[Bounding box annotation entries]
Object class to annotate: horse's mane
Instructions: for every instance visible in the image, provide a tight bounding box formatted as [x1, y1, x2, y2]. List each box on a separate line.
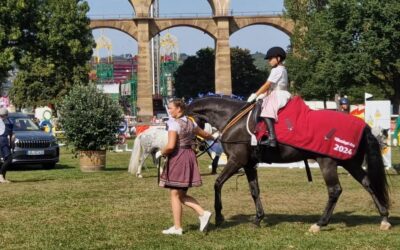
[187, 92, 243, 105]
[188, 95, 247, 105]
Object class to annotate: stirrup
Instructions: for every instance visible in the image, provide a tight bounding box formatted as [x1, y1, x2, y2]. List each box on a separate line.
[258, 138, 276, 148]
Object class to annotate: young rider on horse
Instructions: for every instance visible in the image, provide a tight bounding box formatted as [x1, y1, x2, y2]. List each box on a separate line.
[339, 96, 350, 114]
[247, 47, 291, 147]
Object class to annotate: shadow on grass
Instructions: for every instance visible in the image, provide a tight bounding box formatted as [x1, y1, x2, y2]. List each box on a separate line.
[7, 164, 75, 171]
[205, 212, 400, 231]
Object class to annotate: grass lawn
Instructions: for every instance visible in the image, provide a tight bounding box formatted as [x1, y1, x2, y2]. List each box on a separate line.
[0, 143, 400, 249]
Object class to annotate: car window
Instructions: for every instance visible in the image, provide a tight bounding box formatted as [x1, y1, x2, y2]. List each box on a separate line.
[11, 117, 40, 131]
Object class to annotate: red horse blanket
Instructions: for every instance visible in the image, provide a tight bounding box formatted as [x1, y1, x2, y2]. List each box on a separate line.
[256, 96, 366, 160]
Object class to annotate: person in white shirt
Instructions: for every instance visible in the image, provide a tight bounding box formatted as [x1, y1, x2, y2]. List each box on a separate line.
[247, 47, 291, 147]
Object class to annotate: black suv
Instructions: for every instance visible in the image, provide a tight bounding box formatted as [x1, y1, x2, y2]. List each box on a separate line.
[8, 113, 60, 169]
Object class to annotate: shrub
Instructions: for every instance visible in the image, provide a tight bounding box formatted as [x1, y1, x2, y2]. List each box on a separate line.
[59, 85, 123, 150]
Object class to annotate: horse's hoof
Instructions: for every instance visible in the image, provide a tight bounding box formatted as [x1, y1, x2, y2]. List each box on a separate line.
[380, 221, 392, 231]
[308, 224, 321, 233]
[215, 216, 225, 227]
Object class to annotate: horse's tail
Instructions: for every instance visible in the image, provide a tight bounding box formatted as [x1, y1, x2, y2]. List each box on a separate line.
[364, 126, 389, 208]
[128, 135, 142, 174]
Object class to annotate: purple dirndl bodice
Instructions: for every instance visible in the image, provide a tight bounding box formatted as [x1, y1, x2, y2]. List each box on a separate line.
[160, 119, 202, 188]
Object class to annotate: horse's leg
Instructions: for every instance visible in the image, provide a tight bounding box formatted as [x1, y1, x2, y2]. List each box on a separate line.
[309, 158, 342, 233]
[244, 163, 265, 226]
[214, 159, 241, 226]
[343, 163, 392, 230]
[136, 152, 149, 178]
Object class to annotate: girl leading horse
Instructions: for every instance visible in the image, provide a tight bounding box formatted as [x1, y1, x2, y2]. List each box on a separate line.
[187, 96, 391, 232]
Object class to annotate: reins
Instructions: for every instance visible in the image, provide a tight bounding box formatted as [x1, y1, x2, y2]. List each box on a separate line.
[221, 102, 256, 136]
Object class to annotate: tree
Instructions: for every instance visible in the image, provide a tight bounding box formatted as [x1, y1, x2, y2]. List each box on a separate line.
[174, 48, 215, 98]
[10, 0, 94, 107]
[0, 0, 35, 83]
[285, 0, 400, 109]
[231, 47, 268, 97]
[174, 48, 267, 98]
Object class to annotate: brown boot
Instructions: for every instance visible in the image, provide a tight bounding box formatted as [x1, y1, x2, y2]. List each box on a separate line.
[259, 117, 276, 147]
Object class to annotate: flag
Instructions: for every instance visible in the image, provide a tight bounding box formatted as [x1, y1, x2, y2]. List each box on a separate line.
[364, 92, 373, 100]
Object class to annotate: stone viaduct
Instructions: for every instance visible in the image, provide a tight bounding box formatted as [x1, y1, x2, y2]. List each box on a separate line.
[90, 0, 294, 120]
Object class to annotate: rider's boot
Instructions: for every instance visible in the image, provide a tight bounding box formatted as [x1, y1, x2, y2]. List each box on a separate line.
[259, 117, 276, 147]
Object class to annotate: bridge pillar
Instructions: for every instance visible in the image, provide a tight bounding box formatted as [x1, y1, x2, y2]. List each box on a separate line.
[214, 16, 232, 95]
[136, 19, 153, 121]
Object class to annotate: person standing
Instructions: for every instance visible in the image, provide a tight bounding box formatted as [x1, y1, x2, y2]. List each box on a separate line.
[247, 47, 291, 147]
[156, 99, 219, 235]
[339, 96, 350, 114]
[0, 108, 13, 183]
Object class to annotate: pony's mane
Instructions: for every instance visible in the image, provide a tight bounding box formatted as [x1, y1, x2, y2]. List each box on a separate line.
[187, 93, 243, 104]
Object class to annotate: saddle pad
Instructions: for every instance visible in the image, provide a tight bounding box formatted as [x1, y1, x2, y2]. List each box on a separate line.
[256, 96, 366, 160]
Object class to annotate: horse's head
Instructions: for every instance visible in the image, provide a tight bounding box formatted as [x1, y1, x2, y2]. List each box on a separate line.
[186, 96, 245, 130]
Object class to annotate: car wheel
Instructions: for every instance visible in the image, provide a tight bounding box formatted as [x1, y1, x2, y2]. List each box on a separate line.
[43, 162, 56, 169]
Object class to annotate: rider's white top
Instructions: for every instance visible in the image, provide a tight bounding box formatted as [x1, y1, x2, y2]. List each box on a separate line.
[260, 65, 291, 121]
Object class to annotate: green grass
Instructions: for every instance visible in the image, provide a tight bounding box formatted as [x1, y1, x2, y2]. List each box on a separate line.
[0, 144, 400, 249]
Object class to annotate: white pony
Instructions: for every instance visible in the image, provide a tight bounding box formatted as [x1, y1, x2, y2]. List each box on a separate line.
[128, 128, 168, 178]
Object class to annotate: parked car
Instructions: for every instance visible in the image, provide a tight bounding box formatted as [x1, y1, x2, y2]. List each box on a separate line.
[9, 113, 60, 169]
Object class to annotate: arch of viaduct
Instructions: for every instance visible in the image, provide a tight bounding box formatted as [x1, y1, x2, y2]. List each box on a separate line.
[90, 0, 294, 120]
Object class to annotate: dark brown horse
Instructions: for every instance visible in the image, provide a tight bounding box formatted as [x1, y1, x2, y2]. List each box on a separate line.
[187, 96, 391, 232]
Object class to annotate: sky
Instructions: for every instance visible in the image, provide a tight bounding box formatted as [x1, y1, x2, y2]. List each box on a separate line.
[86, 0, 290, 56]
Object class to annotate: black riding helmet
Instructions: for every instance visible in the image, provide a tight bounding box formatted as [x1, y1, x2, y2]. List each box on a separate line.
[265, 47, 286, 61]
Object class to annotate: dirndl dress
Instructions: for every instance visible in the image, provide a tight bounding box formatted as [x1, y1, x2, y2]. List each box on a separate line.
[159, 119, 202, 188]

---

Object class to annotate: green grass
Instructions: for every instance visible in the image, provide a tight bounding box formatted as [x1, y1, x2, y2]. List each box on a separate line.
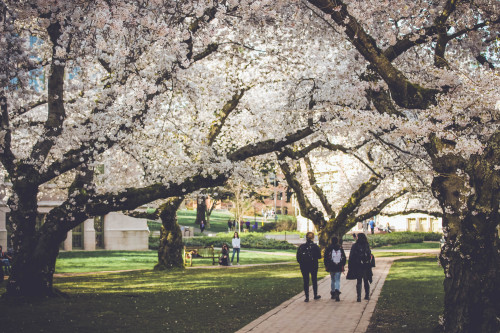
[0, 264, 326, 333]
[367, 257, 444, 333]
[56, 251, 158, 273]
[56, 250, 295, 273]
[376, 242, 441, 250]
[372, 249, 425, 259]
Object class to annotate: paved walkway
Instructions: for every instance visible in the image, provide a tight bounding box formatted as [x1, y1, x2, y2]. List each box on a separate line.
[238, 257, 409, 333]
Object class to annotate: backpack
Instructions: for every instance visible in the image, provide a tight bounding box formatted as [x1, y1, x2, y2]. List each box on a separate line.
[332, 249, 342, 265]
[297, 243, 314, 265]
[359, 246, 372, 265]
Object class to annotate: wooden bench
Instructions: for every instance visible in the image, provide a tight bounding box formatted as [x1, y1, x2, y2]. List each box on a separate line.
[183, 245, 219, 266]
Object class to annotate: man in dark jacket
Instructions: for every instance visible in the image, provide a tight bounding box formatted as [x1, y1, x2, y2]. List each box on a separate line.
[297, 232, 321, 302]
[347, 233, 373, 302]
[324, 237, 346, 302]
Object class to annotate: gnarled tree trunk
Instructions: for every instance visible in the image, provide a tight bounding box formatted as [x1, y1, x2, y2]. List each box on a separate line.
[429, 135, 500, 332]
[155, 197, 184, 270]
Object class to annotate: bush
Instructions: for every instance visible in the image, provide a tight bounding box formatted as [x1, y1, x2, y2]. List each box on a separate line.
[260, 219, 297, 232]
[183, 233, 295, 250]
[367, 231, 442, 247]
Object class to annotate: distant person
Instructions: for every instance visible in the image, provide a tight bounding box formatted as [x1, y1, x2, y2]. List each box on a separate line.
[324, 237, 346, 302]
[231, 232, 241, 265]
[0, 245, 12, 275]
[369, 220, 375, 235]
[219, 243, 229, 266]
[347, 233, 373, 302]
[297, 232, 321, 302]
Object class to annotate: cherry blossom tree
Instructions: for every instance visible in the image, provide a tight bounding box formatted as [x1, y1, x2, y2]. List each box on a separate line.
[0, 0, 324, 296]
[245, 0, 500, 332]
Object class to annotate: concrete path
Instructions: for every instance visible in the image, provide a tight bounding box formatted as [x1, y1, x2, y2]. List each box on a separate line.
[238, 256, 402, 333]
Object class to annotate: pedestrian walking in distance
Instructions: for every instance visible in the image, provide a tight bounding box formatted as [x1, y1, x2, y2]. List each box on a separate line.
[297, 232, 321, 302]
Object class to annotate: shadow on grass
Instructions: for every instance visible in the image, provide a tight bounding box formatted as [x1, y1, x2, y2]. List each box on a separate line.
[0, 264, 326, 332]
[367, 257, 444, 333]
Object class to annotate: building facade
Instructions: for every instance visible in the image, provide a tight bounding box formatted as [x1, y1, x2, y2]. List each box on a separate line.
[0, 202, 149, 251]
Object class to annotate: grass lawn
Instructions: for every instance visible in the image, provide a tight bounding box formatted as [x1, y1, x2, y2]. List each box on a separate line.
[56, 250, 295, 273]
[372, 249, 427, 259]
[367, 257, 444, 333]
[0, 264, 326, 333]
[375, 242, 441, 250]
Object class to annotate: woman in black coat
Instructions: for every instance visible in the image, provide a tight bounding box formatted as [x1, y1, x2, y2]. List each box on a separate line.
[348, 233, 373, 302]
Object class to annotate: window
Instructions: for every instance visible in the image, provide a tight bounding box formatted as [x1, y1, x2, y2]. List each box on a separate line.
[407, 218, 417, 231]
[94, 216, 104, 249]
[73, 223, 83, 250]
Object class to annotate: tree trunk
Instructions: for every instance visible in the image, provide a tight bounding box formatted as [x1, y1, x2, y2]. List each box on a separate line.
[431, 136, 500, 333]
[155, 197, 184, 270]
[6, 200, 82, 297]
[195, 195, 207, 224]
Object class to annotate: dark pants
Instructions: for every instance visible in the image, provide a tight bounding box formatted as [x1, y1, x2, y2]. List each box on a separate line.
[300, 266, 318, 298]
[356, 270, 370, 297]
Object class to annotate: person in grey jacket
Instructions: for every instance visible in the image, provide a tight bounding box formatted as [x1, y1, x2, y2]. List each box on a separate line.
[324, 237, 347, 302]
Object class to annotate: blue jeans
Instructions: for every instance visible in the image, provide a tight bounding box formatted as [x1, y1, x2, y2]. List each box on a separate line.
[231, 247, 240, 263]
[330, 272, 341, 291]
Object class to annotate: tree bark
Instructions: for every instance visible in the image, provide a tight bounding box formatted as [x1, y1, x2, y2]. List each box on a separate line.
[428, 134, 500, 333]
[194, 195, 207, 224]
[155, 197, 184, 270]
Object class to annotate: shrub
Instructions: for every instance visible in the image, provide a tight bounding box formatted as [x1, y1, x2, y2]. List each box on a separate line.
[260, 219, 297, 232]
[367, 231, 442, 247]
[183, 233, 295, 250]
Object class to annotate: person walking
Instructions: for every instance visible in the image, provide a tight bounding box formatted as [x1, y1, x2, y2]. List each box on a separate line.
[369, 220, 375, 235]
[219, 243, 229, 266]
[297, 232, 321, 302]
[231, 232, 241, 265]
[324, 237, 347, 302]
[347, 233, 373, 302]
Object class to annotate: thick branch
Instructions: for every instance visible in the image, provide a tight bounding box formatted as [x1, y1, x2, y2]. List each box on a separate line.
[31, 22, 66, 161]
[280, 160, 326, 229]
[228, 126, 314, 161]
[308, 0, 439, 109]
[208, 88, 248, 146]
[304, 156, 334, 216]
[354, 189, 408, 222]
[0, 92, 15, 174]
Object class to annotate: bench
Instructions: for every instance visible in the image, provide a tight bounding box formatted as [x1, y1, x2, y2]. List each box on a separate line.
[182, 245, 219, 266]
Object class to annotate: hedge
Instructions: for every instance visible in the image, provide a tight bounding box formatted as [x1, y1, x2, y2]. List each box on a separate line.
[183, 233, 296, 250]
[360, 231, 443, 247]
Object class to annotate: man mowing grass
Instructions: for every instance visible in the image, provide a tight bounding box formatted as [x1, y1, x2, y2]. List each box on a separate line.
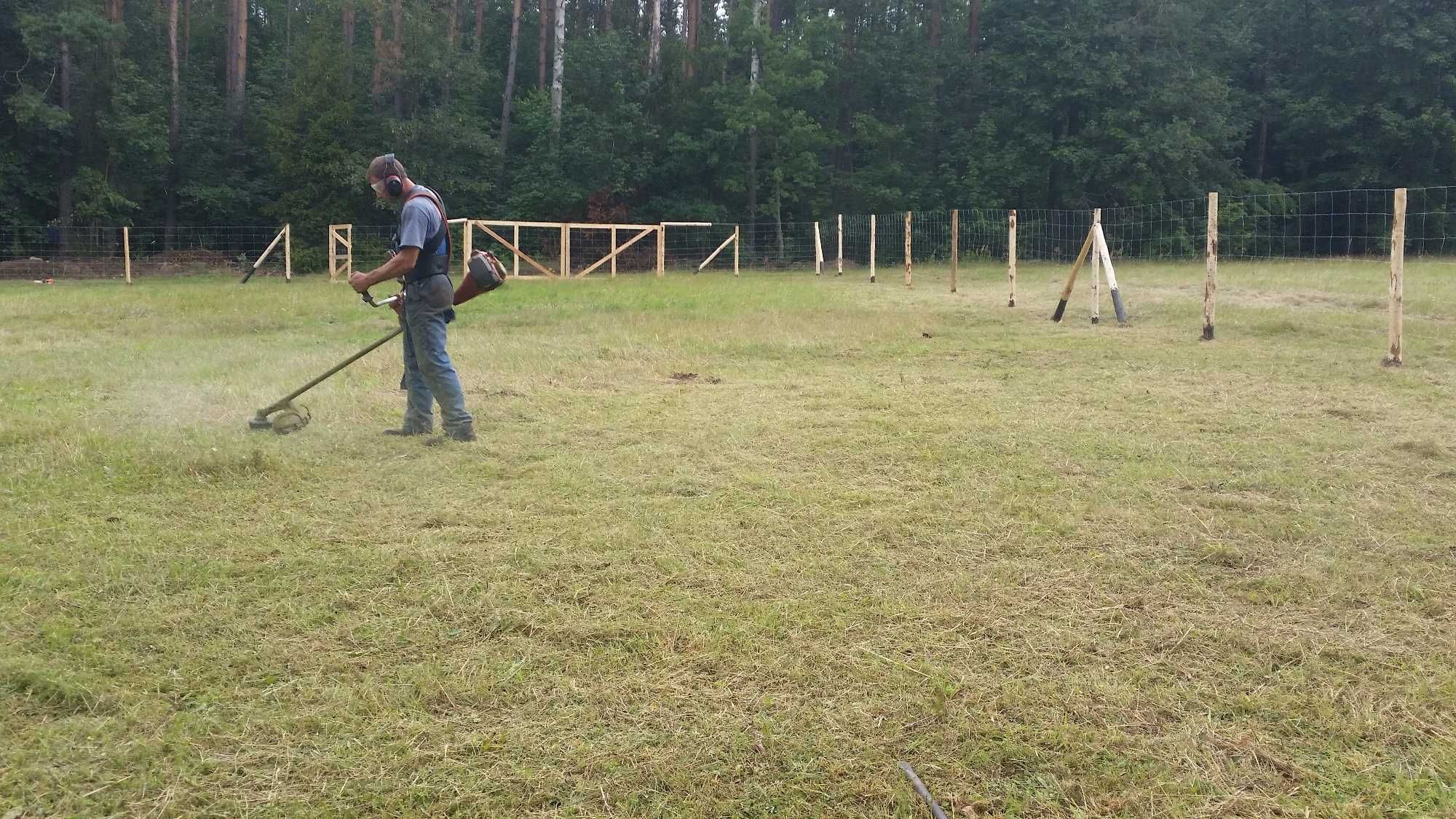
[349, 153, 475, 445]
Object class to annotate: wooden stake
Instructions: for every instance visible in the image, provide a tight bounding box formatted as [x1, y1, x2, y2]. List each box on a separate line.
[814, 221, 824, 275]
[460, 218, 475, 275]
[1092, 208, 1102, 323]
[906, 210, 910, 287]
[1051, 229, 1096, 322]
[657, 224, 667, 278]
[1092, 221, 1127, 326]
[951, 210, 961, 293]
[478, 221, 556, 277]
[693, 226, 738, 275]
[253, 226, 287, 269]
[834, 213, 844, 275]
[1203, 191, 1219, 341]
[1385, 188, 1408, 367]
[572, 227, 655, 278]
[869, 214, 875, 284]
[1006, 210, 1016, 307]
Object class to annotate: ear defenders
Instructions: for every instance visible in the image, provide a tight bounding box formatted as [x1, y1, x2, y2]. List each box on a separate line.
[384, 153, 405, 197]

● WHAT IS REQUIRED
Repeat the stretch of material from the line containing "Object class to annotate: brown boot" through the line containing "[43, 162, 56, 169]", both included.

● SOLUTION FOR THIS EXERCISE
Object class to annotate: brown boot
Instructions: for every instance visible in the image, provide a tight bounding box formatted as [x1, y1, x2, y2]. List each box on a separate line.
[259, 117, 276, 147]
Object class to annotate: flag
Instructions: for every instance visible in the image, provide a tight bounding box formatted as [x1, y1, x2, y2]. List each box on a separate line.
[364, 92, 373, 100]
Object class to annotate: stone viaduct
Instructions: for every instance visible in the image, provide a tight bounding box formatted as [x1, y1, x2, y2]. List each box on a separate line.
[90, 0, 294, 120]
Object class to annotate: rider's boot
Instructions: for every instance visible in the image, provide a tight bounding box formatted as [x1, y1, x2, y2]. List each box on a separate line.
[259, 117, 276, 147]
Object class to annotate: bridge pillar
Instructions: for every instance visible in the image, provide a tight bounding box formatted as [x1, y1, x2, y2]. List each box on a separate line.
[214, 16, 232, 95]
[136, 19, 153, 121]
Object class to annotate: person standing
Instructions: for every instance visible in the image, provide a tight bounding box formatted as [x1, y1, x2, y2]. List each box on a separate line.
[247, 47, 291, 147]
[156, 99, 219, 235]
[339, 96, 350, 114]
[0, 108, 13, 183]
Object class to annotate: pony's mane
Instructions: for every instance visible in the image, provide a tight bounding box formatted as [x1, y1, x2, y2]. List each box on a separate line.
[187, 93, 243, 104]
Object class to annotate: saddle pad
Instructions: for every instance visible in the image, provide a tight bounding box formatted as [x1, y1, x2, y2]. List each box on a separate line.
[256, 96, 366, 160]
Object class to annotate: horse's head
Instructions: for every instance visible in the image, provide a tight bounding box formatted as [x1, y1, x2, y2]. List each box on a separate line.
[186, 96, 245, 130]
Object class to annotate: car wheel
Instructions: for every instance visible in the image, provide a tight bounding box formatted as [x1, y1, x2, y2]. List each box on a separate line.
[43, 162, 56, 169]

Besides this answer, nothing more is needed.